The next thing I remember is after the surgery. I had to have bandages over my eyes for a while, a number of days I think, so when I woke up from surgery, I was “blind”. This normally would have also been traumatic for a small child, but I will tell you what I remember most, and it wasn’t fear, or discomfort, or anxiety.
I remember my father’s strong arms picking me up, and carrying me, his calming voice reassuring me, his silly antics making me laugh. I had to have help eating, dressing, bathing and all of those things of course, and I know that my mother was caring for me as much if not more, but for some reason I don’t remember her much during this time. I mainly remember my father, and I think it is because his presence gave me such a profound feeling of safety and protection and love that the impression of it is imbedded in my memory. It didn’t matter that I couldn’t see, or know what was going to happen to me next. I knew without a doubt that my father was going to take care of me, and in his arms I was safe and secure.
“…even when your hair is gray I will bear you; It is I who have done this, I who will continue, and I who will carry you to safety.” Isaiah 46:4
One thing that stands out in my memory is that because I couldn’t see, perhaps, I had a different awareness of my father. It wasn’t just the way he held me, and spoke to me, or the way he smelled, but it was a different knowing of him that is hard to explain. It was more like a level of trust and closeness that I hadn’t known before had occurred.
There were a few important lessons revealed to me from this:
First, that God really does not leave us alone, ever, especially during times of trial. It may seem that we are, but He is there, going through whatever we are going through with us, and sometimes that veil which separates this world from the spiritual world is lifted a bit and we can experience His Presence. Second, I learned something of the way God is with us, always like a loving Father who “sees” what we don’t, and takes care of all our needs, even carrying us in His arms, and it’s when we trust Him in faith, that we experience a different knowing of Him that is hard to explain, a level of closeness that wasn’t there before.

Rows from a data source ::
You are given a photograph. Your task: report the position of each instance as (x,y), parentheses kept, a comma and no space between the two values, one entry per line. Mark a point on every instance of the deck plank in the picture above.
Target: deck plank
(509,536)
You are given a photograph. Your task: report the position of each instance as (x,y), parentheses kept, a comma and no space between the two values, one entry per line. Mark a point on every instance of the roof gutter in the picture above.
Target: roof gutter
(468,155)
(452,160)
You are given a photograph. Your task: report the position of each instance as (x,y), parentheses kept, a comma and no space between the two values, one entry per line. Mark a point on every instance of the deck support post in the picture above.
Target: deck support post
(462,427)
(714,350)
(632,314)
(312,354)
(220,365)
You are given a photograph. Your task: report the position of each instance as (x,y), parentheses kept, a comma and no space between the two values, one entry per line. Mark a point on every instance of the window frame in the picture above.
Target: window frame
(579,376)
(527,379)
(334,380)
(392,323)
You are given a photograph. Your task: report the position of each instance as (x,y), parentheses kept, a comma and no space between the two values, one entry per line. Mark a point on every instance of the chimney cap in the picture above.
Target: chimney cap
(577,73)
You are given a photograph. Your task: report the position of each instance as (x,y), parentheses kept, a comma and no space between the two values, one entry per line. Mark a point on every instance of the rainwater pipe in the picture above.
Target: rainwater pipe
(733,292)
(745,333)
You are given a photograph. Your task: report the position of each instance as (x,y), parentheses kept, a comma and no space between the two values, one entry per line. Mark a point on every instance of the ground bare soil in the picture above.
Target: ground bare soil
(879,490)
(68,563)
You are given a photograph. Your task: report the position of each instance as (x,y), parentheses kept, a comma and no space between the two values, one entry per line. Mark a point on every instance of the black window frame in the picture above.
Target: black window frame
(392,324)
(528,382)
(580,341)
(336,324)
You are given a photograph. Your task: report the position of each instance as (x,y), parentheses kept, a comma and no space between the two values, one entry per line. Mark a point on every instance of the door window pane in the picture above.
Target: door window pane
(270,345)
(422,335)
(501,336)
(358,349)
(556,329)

Exercises ::
**1.** According to the text about recovering from surgery, why was the narrator "blind" on waking up after the operation?
**2.** Write a continuation of the text about recovering from surgery, starting after its final sentence.

Expected outputs ::
**1.** The narrator had to have bandages over the eyes for a number of days.

**2.**
“O God, you have taught me from my youth, and till the present I proclaim your wondrous deeds.” Psalm 71:17
You might be wondering how a very young child might have absorbed all of this, much less remembered it, and I can’t really say, but whenever I reflected on it in my adult years, this was what came to me. I later asked my mother questions about it, and she was surprised that I remembered that they had to leave me, and that there were children there with burns and such. I think God allowed me to go through that, and remember and reflect on it, so as to teach me something.
But there was one more lesson… I believe God wished that I would remember Him, my first Love, and His touch on my life at this tender age, and that I would also realize what a gift my father was to me, and how he demonstrated the love of The Father to his child, a powerful love that then brought longing to my heart for God..
“We for our part, love, because he first loved us.” 1 John 4:19
“Pray and ask for the grace of memory. ‘When, Lord, was that first encounter, that first love?’ – so that we might not hear the complaint the Lord makes in Revelation: ‘I have this against you, that you have forgotten your first love’.”